As part of the Syracuse Symposium, the annual program for the public Humanities at Syracuse University, the SU Humanities Center will sponsor the Syracuse Symposium Seminars to correspond with this year’s annual theme: "Conflict: Peace and War." Seminars will be taught at the undergraduate and graduate levels by faculty from across all divisions and Colleges, and will include visiting lecturers as part of the Watson Distinguished Visiting Collaborator series co-sponsored by the Mellon CNY Humanities Corridor initiative. The Syracuse Symposium Seminars will become a regular curricular program each spring semester.
Courses that will be offered in the spring 2011 include:
"Peace War and Security” (ANT/HUM 300), taught by Robert Rubinstein, professor of anthropology and international relations in the Maxwell School of Citizenship and Public Affairs. This seminar will explore anthropological approaches to questions relating to peace, war and security. It considers to what extent there is a biological imperative for humans to war and explores the socio-cultural and archaeological evidence about early warfare. The course considers the effects of colonial expansion on war among indigenous peoples and in postcolonial society. Insights gained from these studies are linked to anthropological approaches to contemporary peace and security issues. Topics considered include: postcolonial conflicts, peace operations, and humanitarian intervention.

What to do –
1. In the Syracuse Symposium Seminars announcement, what is this year's annual theme?
2. Repeat the part of the Syracuse Symposium Seminars announcement between "As part of the Syracuse" and "each spring semester.", inclusive.
3. Pick up the Syracuse Symposium Seminars announcement after its last sentence and continue it.

Given entries –
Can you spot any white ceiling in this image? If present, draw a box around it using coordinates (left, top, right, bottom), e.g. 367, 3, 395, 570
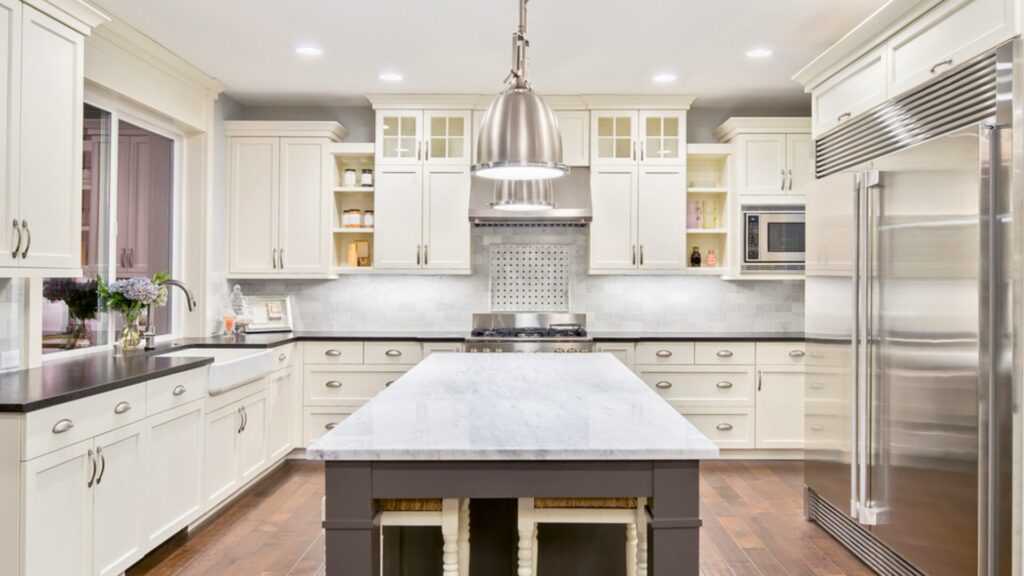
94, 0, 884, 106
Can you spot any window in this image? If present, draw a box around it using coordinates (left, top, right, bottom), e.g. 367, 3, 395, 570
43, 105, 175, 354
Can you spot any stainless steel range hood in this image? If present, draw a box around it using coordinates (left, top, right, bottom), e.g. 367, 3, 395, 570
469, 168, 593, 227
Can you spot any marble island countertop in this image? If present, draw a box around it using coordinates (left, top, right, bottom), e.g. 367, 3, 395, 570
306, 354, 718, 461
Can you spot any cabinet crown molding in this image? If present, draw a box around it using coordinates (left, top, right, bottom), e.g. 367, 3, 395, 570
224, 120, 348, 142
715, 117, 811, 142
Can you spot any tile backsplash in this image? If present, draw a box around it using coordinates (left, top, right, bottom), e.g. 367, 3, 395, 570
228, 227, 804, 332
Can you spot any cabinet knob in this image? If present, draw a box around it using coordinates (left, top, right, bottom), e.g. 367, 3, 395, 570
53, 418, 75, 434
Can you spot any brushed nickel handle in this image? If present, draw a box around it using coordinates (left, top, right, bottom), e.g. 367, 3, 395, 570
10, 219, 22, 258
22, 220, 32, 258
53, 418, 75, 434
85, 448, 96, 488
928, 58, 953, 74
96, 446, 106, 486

==

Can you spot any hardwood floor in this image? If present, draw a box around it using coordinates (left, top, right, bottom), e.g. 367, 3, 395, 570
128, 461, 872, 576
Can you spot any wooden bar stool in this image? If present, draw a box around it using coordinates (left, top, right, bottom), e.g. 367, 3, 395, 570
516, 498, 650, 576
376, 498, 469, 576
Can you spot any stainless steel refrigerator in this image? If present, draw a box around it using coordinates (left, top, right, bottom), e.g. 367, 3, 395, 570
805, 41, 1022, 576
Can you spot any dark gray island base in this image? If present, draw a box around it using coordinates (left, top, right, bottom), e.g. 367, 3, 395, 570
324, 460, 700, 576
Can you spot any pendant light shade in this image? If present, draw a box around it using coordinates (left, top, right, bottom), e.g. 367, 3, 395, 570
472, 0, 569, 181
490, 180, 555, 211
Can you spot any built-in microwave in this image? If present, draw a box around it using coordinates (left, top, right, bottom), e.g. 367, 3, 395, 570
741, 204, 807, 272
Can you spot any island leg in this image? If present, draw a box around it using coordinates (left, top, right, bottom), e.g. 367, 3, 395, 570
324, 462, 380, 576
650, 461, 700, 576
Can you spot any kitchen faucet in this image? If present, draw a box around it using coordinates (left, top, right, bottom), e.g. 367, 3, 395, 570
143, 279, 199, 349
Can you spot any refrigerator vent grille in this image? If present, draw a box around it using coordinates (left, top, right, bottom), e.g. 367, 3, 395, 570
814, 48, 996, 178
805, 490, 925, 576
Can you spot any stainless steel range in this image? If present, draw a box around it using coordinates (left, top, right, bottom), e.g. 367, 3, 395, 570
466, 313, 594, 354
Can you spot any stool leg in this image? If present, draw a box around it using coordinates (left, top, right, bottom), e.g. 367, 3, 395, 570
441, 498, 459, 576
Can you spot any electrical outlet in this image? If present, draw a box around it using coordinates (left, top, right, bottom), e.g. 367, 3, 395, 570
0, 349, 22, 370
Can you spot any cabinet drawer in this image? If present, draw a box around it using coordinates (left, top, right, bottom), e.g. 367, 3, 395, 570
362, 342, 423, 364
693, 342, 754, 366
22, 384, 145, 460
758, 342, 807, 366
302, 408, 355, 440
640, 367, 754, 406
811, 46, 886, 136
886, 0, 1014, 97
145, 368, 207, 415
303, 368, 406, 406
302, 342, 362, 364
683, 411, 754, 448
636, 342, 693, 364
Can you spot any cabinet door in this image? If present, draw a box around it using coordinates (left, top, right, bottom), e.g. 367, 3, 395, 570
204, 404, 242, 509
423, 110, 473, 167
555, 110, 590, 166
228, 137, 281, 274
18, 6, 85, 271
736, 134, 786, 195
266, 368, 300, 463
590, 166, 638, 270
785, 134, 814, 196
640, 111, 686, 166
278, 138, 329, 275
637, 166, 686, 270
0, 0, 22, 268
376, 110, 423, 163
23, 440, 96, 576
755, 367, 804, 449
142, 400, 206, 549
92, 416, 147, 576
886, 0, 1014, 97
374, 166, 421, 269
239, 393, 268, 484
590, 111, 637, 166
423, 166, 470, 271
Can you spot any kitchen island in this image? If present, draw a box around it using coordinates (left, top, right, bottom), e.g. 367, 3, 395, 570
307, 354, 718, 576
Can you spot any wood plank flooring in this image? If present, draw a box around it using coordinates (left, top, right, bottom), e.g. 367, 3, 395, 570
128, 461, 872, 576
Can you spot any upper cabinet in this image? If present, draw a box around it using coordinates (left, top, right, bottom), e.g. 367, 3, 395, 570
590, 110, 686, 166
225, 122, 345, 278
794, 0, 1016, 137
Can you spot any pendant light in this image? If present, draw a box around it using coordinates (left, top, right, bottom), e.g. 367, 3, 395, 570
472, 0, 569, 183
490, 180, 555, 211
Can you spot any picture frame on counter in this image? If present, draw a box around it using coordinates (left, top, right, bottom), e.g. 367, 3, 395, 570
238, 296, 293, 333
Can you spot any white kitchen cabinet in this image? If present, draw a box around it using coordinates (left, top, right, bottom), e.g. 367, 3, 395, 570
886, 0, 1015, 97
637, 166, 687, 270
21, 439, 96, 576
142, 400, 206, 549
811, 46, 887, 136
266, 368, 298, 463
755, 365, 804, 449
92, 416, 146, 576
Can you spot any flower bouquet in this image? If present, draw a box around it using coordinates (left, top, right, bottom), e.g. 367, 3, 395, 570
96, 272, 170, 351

Expected responses –
1. "Conflict: Peace and War."

2.
As part of the Syracuse Symposium, the annual program for the public Humanities at Syracuse University, the SU Humanities Center will sponsor the Syracuse Symposium Seminars to correspond with this year’s annual theme: "Conflict: Peace and War." Seminars will be taught at the undergraduate and graduate levels by faculty from across all divisions and Colleges, and will include visiting lecturers as part of the Watson Distinguished Visiting Collaborator series co-sponsored by the Mellon CNY Humanities Corridor initiative. The Syracuse Symposium Seminars will become a regular curricular program each spring semester.

3.
"Is Perpetual Peace Possible” (HUM 200/400), taught by Gregg Lambert, Dean’s Professor of the Humanities and founding director of SU’s Humanities Center. In this seminar, built around Kant’s idea of perpetual peace, students will grapple with questions concerning peace and conflict outside the more specialized disciplinary settings where they are usually posed in the context of the historical failures that make the idea of perpetual peace appear impractical, if not impossible. Students will be asked to consider whether in modern Western societies, the separation of the so-called religious and more inward sense of peace and the highlighting of the outward political sense, referring only to the absence of civil hostilities, has contributed to the distortion of the entire meaning of peace. The environment of the seminar and its location in the general Humanities is aligned to the overarching philosophical approach, which will give students the opportunity to pursue questions with no plausible answer, and should concern students regardless of their background, chosen area of study, or prospective vocational goal.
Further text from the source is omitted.